▸ **Exercise brief**:
Scan the entries below and extract each line with the word "pink" in it.
── Data extracts ──
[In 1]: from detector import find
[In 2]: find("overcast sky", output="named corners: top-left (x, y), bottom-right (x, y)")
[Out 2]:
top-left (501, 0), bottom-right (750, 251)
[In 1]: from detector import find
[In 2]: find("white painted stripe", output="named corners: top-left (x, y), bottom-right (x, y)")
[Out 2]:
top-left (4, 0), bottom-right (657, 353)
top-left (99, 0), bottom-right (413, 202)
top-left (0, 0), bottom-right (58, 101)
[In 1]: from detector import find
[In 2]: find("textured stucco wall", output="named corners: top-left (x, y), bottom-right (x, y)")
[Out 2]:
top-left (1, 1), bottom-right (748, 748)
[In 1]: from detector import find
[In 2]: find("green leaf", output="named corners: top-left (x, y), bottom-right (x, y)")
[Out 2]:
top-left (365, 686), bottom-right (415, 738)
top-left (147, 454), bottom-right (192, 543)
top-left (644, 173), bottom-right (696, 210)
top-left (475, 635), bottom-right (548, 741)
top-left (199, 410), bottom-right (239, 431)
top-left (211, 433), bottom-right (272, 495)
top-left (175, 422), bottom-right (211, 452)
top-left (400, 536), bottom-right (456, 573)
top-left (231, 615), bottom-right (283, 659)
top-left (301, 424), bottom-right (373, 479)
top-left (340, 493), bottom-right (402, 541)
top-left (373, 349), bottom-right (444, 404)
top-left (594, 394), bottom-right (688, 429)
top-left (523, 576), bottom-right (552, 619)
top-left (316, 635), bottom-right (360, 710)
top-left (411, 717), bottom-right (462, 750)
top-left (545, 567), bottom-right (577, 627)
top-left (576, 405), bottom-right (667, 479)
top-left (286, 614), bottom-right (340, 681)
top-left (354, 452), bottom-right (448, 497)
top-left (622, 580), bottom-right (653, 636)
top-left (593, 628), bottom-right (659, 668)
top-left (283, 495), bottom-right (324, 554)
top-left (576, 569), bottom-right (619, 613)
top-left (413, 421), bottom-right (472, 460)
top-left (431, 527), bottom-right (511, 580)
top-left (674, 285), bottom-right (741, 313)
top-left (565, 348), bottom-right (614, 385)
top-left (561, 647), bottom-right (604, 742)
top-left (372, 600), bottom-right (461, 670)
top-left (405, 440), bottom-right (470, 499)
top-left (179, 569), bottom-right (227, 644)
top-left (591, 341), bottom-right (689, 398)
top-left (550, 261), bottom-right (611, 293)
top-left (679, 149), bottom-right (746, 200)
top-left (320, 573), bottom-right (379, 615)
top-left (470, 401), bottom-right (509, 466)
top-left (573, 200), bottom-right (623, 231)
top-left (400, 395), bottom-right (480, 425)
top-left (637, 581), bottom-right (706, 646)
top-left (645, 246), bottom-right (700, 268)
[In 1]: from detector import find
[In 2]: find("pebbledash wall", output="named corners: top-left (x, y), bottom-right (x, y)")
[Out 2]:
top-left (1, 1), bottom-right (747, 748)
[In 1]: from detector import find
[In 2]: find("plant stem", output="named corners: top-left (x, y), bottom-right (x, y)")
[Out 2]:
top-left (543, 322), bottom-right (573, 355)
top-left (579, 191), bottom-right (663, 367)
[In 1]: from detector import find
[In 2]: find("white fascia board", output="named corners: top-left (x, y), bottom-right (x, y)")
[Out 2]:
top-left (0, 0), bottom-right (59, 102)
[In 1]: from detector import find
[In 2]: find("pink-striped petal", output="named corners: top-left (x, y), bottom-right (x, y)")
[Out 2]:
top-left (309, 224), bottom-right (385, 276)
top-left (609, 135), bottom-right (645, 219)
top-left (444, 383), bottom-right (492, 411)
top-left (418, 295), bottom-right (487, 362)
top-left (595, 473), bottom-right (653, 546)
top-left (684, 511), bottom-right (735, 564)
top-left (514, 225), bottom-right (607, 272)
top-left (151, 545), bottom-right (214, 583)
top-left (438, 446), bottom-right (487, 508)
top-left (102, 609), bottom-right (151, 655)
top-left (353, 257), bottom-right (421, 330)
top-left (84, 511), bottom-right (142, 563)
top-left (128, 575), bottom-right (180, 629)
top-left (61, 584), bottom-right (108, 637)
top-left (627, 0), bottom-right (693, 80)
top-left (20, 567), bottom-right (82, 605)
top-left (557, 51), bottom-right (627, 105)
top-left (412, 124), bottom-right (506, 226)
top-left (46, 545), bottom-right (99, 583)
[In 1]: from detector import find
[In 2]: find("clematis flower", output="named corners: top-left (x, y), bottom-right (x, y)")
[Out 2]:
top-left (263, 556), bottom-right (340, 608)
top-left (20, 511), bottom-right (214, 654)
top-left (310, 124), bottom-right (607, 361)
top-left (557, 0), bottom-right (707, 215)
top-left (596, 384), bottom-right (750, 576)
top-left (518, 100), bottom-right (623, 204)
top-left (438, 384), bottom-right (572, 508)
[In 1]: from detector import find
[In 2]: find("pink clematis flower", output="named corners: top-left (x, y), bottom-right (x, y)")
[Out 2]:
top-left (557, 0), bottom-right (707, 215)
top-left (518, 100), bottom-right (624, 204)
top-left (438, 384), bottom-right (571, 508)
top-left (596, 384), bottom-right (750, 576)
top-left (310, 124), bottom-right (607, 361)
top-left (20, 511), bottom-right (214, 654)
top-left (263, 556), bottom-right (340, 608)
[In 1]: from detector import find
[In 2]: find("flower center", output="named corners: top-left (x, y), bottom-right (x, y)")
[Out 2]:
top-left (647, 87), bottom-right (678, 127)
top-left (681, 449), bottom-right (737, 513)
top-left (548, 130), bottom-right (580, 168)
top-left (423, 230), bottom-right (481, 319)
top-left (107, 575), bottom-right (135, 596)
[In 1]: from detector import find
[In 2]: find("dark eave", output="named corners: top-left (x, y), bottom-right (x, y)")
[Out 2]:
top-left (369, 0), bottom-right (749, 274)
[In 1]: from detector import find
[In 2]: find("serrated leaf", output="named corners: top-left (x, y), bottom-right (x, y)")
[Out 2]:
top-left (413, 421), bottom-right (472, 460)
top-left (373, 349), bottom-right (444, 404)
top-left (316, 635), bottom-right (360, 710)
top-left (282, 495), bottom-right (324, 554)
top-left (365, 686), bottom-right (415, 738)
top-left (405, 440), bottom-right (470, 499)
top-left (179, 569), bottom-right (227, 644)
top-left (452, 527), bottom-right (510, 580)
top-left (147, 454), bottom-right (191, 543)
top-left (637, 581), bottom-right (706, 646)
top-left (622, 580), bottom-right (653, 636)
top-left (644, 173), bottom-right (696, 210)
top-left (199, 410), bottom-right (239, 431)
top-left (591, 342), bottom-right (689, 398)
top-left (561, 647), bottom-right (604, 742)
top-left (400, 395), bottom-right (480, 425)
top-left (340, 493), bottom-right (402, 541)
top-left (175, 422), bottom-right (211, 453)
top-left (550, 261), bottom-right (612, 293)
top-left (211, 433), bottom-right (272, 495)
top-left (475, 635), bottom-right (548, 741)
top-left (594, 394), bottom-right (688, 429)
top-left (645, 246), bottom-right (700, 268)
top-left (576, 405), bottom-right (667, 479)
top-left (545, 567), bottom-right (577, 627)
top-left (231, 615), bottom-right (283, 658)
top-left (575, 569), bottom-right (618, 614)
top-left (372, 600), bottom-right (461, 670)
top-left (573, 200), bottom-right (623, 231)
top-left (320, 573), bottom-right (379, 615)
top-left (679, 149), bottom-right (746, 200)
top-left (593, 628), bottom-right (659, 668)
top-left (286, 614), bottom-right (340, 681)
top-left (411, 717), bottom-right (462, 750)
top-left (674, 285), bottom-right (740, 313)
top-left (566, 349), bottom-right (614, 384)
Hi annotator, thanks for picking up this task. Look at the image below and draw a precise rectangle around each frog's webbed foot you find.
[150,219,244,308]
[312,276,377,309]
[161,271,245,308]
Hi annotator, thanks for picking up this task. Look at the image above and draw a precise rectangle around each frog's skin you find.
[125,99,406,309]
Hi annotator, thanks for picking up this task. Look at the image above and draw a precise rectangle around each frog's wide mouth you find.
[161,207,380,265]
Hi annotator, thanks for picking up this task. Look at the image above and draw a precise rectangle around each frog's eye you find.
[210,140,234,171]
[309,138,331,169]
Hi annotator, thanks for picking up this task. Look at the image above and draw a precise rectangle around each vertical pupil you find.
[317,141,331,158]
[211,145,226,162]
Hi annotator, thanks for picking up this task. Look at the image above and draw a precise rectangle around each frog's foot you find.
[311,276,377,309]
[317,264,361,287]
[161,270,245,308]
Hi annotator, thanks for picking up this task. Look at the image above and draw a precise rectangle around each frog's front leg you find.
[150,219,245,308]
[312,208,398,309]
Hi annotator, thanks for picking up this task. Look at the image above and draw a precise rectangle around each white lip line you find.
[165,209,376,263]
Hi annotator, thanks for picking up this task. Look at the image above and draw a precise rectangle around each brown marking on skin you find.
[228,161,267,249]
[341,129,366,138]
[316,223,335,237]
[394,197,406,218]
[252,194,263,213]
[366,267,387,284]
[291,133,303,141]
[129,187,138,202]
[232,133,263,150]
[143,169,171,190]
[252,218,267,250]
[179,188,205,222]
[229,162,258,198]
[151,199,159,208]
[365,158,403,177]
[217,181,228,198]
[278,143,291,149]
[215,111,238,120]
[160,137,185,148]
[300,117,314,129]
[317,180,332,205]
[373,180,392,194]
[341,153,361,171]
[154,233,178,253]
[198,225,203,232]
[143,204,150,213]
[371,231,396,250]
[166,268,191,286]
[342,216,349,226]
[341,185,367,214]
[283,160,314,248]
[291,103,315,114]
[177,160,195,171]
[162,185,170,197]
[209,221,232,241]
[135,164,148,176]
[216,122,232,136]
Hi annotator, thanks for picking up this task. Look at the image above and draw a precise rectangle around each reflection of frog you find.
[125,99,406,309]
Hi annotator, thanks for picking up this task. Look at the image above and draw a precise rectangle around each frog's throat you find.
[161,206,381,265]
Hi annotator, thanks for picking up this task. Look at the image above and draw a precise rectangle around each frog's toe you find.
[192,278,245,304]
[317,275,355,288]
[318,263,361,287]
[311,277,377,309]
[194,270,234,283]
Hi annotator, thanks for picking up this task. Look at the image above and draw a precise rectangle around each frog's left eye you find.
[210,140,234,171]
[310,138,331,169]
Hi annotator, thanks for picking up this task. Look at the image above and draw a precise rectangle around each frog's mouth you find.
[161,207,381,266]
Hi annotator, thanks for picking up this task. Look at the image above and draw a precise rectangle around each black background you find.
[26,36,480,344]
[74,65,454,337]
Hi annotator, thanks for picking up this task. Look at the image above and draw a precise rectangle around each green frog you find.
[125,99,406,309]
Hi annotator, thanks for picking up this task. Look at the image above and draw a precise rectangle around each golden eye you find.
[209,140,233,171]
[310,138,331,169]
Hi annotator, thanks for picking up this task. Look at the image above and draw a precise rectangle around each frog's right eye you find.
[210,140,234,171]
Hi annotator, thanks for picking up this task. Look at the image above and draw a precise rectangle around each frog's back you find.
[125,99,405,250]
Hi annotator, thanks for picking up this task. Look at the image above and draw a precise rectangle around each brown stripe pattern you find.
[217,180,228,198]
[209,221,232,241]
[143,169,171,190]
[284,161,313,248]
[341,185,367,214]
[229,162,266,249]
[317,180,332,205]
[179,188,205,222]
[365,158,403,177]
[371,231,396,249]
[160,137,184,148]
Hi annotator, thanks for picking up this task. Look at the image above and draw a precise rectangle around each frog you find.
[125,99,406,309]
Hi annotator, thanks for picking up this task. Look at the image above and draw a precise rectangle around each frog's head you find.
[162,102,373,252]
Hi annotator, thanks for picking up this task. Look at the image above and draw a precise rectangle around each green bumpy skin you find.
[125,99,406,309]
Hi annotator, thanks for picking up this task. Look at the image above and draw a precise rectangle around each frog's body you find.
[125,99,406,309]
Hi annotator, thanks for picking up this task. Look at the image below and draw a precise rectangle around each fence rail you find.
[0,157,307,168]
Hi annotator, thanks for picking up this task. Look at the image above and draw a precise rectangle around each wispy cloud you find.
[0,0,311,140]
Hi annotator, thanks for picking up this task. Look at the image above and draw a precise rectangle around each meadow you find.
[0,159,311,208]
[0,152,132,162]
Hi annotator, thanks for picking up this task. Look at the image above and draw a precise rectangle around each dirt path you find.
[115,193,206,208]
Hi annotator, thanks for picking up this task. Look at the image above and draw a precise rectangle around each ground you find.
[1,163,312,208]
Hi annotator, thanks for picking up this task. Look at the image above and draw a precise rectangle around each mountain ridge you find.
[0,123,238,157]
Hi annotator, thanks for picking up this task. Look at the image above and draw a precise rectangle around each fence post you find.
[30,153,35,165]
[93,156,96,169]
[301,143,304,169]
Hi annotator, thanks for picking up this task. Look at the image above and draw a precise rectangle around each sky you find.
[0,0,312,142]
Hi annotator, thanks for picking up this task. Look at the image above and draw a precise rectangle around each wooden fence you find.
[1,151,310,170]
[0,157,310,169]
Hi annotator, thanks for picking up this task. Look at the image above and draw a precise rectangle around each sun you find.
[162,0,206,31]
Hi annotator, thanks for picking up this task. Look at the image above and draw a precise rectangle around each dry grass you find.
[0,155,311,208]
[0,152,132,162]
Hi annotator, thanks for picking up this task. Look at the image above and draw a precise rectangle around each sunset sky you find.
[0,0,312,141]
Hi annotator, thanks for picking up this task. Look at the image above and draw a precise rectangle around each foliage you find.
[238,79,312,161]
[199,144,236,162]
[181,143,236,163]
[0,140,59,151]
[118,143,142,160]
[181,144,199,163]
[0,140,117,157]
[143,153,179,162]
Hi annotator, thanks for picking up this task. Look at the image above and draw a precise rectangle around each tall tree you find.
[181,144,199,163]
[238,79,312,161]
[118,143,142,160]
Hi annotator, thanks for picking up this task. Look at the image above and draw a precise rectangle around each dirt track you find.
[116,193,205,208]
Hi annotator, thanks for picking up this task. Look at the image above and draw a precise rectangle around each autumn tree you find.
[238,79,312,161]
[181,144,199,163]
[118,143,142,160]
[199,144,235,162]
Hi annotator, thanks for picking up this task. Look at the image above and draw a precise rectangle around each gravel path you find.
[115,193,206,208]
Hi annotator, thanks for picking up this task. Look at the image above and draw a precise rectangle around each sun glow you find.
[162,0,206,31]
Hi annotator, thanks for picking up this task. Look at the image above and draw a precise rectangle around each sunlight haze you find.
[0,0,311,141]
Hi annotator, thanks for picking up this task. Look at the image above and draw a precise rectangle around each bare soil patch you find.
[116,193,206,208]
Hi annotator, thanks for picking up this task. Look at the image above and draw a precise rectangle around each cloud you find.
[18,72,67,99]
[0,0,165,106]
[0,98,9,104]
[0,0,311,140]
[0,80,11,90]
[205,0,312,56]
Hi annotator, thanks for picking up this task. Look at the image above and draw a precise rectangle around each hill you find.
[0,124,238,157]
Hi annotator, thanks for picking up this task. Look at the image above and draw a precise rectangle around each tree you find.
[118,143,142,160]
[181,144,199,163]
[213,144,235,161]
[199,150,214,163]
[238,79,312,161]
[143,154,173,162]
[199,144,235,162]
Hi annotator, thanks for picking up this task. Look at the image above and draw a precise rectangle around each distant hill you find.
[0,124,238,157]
───
▸ **Output of the task**:
[In 2]: find("pink-striped petal", output="named corners: top-left (x, y), bottom-right (x, y)")
[In 2]: find("pink clematis flower", output="named corners: top-left (x, y), bottom-right (x, y)")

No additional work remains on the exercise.